REQUIREMENT: Display each line of the listing below that contains the string "Target", and no other lines.

MATERIAL SUPPLIED:
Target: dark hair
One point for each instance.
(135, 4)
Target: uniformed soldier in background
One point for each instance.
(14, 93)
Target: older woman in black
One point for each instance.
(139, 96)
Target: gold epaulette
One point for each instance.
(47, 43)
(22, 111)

--

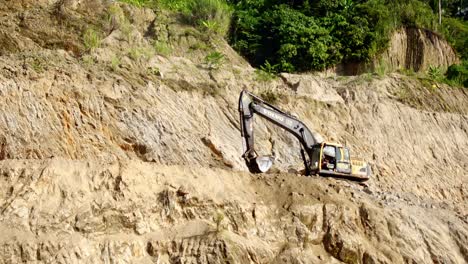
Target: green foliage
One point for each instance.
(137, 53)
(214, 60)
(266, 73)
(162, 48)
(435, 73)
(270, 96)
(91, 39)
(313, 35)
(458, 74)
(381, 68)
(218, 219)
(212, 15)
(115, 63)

RESPONSE:
Target: dark hair
Target: uniformed soldier in background
Target: older woman in black
Target: gold epaulette
Target: green foliage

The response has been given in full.